Records shown Start Marker

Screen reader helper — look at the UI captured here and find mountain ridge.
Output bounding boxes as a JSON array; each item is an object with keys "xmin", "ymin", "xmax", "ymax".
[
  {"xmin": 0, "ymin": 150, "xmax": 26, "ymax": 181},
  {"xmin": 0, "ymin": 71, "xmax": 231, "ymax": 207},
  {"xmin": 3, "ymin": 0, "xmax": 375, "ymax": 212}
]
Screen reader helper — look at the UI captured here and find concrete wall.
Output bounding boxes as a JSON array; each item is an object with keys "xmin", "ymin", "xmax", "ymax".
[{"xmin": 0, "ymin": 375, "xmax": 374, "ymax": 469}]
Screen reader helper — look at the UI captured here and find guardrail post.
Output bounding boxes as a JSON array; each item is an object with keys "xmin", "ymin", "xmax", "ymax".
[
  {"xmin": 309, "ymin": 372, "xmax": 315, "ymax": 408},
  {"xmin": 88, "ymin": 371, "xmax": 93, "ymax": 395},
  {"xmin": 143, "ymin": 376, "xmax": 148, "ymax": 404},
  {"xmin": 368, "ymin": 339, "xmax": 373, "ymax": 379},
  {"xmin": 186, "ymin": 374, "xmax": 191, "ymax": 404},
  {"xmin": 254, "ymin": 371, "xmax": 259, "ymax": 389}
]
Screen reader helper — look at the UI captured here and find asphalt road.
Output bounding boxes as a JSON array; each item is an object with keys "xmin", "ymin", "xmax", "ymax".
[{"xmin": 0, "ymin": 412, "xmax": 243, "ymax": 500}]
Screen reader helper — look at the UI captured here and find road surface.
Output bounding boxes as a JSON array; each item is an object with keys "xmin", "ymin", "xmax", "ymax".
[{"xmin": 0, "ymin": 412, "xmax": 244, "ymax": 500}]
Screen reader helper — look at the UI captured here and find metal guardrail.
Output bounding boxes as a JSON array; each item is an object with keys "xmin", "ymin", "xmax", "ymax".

Records shown End Marker

- Description of the task -
The answer must be every line of the data that contains the word "road".

- Output for this task -
Screen reader helper — look at the UI captured here and find asphalt road.
Screen reader helper — look at the UI captured here and find road surface.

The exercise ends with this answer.